TASK DIRECTIONS: In the material below, find every line containing "optional" and copy that line.

RECORDS PROVIDED:
++++++++

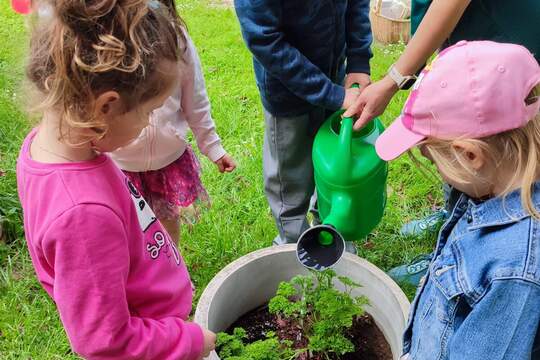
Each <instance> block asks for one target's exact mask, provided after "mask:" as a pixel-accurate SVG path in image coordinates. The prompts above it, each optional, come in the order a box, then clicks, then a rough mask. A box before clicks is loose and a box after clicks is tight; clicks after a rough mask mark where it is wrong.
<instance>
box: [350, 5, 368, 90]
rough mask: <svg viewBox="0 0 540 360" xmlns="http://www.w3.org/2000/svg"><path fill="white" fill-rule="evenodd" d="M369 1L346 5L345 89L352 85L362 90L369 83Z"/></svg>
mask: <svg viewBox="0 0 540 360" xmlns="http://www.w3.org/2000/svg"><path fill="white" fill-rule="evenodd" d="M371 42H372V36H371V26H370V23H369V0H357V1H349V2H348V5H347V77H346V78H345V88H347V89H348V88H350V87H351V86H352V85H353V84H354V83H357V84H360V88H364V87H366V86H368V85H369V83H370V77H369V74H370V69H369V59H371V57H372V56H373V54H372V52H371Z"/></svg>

++++++++

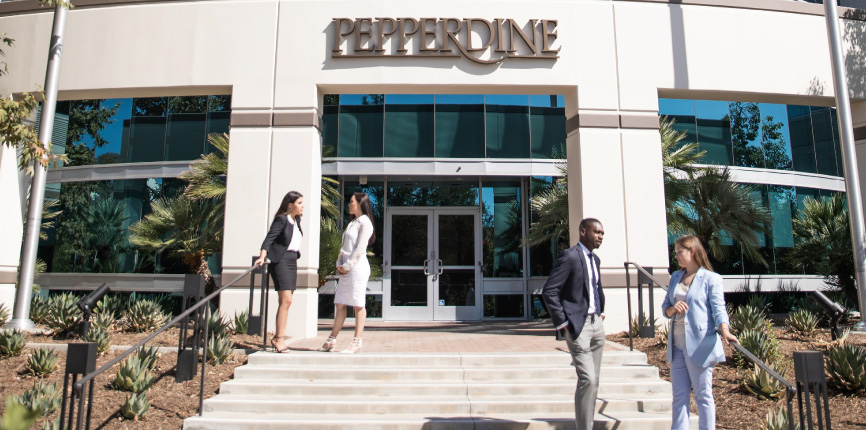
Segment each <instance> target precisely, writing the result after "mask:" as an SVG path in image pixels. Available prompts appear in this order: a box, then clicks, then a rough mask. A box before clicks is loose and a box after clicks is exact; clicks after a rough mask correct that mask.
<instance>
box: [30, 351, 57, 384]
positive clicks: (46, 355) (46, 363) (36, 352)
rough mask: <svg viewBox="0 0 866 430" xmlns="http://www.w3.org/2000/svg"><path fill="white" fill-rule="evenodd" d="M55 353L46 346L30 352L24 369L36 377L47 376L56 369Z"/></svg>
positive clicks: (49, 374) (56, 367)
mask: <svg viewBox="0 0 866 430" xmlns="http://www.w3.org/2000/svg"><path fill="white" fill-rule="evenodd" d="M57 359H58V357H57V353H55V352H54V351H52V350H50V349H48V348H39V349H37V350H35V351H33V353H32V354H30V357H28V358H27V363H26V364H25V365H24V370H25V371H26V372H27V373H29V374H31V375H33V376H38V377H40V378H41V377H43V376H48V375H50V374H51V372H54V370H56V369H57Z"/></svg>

++++++++

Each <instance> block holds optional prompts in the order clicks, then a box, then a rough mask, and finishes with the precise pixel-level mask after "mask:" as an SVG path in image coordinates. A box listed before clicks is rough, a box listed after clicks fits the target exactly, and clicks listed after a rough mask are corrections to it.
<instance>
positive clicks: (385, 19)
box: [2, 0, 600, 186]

++++++++

ANSWER FOR THIS EXERCISE:
Each <instance> block asks for one target's exact mask, provided after "mask:" as a pixel-accurate SVG path in image coordinates. The prompts above it, each optional, come in the order a box, then clicks, then a rough mask. A box before clicks is loose and a box after clicks is tight; clicks after a rough mask mark where it is wrong.
Each <instance> block holds optional prompts in the order clicks, then a box, then a rough mask, and finishes with the precise pixel-level mask after "mask:" as an SVG path in image coordinates. A box listed before clicks is rough, a box listed after clicks fits the target exactly, and clicks listed after a rough mask are corrections to it.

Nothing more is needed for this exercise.